▶ Exercise instructions
A: Decide whether each statement agrees with the Great North Wood article. Answer yes or no for each, and quote the deciding words from the article.
(i) The name North Wood was given in Anglo-Saxon times to set it apart from the South Wood.
(ii) Oak and beech were the dominant trees of the Wood.
(iii) The Wood reached from Deptford in the north to Croydon in the south.
B: Please copy the Great North Wood article word for word, starting at "This Great North" and ending at "from the law.".
C: Extend the Great North Wood article, picking up after its final sentence.

▶ Page excerpt
Might this be the oldest oak in what remains of the Great North Wood?
NATURE NOTES: There’s a vital link to a piece of medieval England on our Croydon door step. MOIRA O’DONNELL set off to investigate
It was a photograph of a Thornton Heath street sign on Twitter that set me off on a mission to discover more about the Great North Wood and its legacy in Croydon.
The Great North Wood is a sprawling ancient landscape of woods and commons and is itself a remnant of the vast wildwood that blanketed Britain after the end of the last ice age.

Our street names are often founded in local history
It was named North Wood in Anglo-Saxon times in order to distinguish it from the huge South Wood which covered Surrey, Sussex and Kent.
This Great North Wood stretched for several miles between the Thames and Croydon: from Deptford in the north to Selhurst in the south, with the dominant trees being oak and hornbeam. It must have been a wild, beautiful and sometimes dangerous landscape, consisting of a mosaic of dense forest, scrub, gorse-covered heath, ponds and streams. With little human habitation, it would have been the realm of wolves, boars and other wild animals, making it an ideal place for criminals and other fugitives to flee for shelter from the law.
Throughout the Middle Ages the Wood was managed by local people for timber, charcoal, tannin and firewood, and it even provided some of the raw materials to help build ships in Nelson’s navy, but by the Industrial Revolution and the Enclosure Acts from the late 18th Century onwards, it lost its economic validity, and eventually much of it was partitioned and cleared, sold off for the housing developments of south London’s suburbs.

▶ Record list
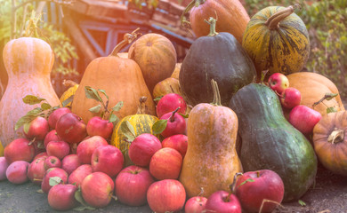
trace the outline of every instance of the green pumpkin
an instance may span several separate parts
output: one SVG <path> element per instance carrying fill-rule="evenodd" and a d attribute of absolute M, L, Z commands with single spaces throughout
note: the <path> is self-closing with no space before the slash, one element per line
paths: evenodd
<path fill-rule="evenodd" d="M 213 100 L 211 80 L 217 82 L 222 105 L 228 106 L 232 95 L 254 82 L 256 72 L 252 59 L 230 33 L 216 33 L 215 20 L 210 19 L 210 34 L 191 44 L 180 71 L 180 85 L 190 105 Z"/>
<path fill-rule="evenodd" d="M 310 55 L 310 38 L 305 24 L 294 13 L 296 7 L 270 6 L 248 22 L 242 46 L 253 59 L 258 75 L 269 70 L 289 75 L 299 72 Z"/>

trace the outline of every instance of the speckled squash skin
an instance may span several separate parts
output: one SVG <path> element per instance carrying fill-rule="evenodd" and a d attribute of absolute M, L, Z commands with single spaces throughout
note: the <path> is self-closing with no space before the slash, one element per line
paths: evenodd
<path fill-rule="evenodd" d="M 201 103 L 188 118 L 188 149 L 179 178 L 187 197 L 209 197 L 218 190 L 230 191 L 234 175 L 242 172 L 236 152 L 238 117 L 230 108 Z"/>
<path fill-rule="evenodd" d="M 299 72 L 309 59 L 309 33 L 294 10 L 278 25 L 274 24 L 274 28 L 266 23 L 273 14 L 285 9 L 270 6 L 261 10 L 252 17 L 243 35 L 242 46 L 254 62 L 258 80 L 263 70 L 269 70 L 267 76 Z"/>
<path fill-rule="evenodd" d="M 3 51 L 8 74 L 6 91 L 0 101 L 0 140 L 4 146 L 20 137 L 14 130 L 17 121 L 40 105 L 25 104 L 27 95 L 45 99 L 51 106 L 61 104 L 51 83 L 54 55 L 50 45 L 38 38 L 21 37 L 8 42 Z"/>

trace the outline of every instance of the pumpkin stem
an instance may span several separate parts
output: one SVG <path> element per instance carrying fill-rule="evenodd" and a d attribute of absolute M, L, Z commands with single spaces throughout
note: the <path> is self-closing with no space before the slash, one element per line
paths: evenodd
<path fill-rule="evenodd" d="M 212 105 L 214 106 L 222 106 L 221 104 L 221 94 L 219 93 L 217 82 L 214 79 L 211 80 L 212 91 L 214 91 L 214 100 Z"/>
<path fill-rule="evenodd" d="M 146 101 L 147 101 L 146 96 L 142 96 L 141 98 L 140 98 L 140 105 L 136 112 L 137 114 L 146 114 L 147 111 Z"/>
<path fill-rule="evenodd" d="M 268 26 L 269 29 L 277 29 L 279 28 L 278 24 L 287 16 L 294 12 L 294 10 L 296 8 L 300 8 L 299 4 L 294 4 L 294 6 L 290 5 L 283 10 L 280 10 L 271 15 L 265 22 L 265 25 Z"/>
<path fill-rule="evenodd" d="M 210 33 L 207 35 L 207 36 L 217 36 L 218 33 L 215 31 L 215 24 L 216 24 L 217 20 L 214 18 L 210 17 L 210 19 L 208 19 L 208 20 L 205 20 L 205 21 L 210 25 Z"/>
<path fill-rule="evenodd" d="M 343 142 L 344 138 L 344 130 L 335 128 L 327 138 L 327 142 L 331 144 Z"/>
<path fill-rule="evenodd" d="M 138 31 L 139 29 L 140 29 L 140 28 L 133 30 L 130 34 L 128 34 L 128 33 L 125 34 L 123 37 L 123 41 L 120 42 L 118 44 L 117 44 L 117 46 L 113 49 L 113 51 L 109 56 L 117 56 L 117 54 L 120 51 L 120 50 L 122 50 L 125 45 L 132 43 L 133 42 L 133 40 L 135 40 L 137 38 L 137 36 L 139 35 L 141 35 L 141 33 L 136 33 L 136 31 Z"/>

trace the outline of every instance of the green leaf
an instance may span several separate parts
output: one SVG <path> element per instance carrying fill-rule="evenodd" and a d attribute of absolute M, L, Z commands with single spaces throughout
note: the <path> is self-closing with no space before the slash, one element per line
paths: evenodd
...
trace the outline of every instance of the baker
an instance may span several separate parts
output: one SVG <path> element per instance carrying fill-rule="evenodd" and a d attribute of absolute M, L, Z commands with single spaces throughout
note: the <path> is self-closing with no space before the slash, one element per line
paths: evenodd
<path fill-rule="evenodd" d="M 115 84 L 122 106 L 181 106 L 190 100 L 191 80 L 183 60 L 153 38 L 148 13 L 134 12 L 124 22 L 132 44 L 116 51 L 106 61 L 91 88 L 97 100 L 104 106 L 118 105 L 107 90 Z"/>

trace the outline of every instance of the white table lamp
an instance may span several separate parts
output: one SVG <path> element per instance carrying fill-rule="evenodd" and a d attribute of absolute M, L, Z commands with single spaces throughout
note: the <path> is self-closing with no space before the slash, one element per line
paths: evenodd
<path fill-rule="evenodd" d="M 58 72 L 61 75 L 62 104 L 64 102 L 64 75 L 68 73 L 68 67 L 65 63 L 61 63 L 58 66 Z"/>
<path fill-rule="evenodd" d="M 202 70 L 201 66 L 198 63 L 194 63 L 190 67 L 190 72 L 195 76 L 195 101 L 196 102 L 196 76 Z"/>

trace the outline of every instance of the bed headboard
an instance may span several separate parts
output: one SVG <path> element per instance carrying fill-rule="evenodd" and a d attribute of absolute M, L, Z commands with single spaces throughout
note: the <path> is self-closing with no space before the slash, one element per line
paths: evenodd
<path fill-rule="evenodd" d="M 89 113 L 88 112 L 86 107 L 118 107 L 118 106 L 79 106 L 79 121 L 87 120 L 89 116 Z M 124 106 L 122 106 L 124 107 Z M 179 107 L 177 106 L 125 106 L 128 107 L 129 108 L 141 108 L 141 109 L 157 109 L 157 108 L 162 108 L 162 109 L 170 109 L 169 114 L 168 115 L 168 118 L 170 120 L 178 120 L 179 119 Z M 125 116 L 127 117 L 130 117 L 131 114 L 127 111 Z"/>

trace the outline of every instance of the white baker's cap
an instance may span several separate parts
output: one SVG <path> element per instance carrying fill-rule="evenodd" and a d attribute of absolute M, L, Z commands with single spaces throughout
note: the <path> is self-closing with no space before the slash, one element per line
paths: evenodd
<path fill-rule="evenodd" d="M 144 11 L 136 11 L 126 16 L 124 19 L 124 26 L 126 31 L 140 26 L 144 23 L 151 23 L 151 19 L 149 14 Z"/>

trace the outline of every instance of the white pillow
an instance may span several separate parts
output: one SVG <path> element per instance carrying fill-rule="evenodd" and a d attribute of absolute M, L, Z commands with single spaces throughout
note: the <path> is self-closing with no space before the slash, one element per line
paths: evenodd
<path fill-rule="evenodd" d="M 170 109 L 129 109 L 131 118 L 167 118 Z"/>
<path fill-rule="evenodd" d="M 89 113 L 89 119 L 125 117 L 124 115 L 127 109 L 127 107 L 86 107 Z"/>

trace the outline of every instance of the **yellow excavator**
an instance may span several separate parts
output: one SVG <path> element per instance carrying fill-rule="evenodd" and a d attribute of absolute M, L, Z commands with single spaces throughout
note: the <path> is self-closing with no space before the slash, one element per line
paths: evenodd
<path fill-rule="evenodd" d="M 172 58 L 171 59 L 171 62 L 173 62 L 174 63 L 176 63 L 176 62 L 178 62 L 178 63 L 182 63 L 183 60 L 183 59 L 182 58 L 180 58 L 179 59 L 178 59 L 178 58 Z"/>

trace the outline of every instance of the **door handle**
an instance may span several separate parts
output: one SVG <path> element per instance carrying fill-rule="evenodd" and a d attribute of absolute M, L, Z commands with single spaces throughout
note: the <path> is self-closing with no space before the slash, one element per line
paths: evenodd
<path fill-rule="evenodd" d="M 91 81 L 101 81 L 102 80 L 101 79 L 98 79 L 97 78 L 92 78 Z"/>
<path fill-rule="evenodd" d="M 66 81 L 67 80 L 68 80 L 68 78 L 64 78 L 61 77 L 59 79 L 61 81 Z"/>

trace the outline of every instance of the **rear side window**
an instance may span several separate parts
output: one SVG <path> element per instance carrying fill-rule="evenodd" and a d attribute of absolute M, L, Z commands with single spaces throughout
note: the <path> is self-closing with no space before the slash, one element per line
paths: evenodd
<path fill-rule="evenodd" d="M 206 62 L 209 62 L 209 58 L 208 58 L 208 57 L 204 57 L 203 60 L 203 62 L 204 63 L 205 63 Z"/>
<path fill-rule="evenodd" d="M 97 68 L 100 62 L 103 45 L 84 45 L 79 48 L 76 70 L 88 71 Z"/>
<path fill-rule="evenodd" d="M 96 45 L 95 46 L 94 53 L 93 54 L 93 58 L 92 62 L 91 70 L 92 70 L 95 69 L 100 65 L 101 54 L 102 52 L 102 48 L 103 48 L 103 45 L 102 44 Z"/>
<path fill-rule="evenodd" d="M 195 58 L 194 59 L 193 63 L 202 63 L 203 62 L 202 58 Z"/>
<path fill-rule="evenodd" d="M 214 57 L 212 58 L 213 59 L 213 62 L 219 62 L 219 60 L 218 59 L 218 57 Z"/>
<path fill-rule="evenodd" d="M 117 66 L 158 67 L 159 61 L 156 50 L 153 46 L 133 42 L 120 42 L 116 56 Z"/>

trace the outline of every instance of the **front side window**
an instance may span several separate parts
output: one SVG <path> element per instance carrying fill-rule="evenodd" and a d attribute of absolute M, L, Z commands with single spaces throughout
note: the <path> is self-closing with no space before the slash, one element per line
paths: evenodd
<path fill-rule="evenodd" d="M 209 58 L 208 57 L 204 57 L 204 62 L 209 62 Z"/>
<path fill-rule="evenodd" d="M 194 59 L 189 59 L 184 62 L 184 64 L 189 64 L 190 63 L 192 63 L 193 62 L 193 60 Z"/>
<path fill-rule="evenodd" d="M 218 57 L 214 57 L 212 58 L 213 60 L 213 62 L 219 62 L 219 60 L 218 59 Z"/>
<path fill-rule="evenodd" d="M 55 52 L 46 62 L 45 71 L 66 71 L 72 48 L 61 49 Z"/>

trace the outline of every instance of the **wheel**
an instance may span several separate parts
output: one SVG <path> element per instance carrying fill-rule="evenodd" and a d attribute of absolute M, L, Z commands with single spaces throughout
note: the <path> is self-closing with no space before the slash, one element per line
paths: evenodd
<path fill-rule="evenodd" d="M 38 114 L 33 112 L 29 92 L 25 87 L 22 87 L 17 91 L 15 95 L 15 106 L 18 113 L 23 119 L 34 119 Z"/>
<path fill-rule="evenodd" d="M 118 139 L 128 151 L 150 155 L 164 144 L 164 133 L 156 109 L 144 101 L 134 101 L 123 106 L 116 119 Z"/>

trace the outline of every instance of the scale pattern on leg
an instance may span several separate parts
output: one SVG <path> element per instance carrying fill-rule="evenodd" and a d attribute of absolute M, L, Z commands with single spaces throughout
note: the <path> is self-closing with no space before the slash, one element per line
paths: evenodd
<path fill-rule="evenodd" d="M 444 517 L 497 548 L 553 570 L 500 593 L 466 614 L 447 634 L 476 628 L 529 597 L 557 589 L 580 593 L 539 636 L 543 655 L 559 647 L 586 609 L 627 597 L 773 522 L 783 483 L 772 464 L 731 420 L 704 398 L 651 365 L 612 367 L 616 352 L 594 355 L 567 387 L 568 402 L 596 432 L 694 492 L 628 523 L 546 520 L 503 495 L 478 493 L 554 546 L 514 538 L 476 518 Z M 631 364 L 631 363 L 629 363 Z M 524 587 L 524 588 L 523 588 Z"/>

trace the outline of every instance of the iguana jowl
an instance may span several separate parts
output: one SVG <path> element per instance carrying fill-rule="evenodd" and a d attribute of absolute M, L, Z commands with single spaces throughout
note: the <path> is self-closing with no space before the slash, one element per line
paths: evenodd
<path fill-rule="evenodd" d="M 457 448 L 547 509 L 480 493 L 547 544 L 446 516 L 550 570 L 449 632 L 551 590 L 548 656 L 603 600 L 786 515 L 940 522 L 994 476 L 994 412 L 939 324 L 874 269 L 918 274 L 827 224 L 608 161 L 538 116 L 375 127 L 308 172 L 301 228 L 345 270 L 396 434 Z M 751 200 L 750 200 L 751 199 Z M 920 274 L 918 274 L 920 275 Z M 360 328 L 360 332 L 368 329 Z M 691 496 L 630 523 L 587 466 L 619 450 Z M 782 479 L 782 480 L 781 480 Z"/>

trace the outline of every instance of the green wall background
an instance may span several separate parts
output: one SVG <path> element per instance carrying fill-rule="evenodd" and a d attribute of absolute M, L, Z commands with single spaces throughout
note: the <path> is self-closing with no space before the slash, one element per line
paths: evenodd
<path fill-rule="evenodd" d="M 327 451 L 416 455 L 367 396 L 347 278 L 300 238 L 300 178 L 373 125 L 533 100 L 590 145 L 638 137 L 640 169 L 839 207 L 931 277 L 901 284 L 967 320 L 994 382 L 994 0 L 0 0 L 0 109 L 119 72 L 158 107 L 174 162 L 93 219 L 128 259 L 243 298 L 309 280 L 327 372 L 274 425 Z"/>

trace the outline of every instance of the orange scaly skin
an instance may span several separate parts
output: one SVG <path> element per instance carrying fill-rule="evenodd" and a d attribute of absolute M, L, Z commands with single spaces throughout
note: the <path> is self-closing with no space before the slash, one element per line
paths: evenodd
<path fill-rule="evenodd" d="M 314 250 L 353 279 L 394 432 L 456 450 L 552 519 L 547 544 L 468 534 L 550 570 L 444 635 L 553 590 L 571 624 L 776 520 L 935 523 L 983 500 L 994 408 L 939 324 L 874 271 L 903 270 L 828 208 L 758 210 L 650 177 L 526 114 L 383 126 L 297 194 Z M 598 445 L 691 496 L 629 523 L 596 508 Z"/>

▶ Outputs for the tasks
A:
(i) Yes: "It was named North Wood in Anglo-Saxon times in order to distinguish it from the huge South Wood which covered Surrey, Sussex and Kent."
(ii) No: "with the dominant trees being oak and hornbeam"
(iii) No: "from Deptford in the north to Selhurst in the south"

B:
This Great North Wood stretched for several miles between the Thames and Croydon: from Deptford in the north to Selhurst in the south, with the dominant trees being oak and hornbeam. It must have been a wild, beautiful and sometimes dangerous landscape, consisting of a mosaic of dense forest, scrub, gorse-covered heath, ponds and streams. With little human habitation, it would have been the realm of wolves, boars and other wild animals, making it an ideal place for criminals and other fugitives to flee for shelter from the law.

C:
Scraps of the ancietn Great North Wood can be found in some of our parks, like Biggin Wood
Today, all that’s left is a series of scraps of the Great North Wood, in small woodlands, parks, cemeteries, sports grounds, railway embankments and even back gardens. The largest remaining tracts are Sydenham Hill and Dulwich Woods
Evidence of the Great North Wood lives on in several place names, the most obvious of which is Norwood itself. Other examples indicative of a sylvan past are Woodside, Selhurst and Penge. Then we have the place which inspired my quest – Colliers Water Lane in Thornton Heath.
A collier was a charcoal burner, and from the Middle Ages till the late 18th century, charcoal was the commodity for which Croydon became best known. Charcoal was an important domestic and industrial fuel, and because of its rich woodland surroundings Croydon was a main source of fuel for London in the days before coal was brought down by boat from the north-east of England.

Beaulieu Heights off South Norwood Hill appears almost untouched from the Middle Ages. In fact, it takes much work to maintain its wild appearance
In an account of Croydon written in the reign of Queen Elizabeth I we learn: “The streets were deep hollow ways and very dirty, the houses generally with wooden steps into them – and the inhabitants in general were smiths and colliers.”
The colliers of Croydon seem to have been rather a notorious lot, with their soot-blackened faces giving them the “Croydon complexyone” and they have been immortalised in several works of poetry and prose.

Biggin Wood provides a great location for a walk on an autumn day
For example, in Quip for an Upstart Courtier by Robert Greene, published in 1592, we find the following line: “Marry, quoth hee that lookt like Lucifer, though I am black, I am not the Divell, but indeed a collyer of Croydon”.
A significant number of Croydon colliers appear to have been roguish characters, being regularly caught trying to pass off short-measure sackloads of charcoal. The punishment was for the perpetrator to be put in the stocks – pilloried – and have his undersize sacks burnt nearby. In the 1662 play Grim the Collier of Croydon, the fictional Grim admits to having been “five times pillered, my Coles given to the Poor, and my Sacks burnt before my face”.

Croydon’s Morris dancers celebrate medieval tradition of the Great North Wood
With their sooty faces and rougish tendencies, it is no wonder then that the colliers were regarded as leading a rather harsh and uncouth way of life. So much so that in 1480, a London goldsmith who was outraged at the way he had been treated exclaimed that he would “rather be dwelling at Croydon among the colliers”.
Today, the Great North Wood is celebrated by Croydon’s North Wood Morris Men, both in their name and by their badge with the image of an acorn on their baldricks.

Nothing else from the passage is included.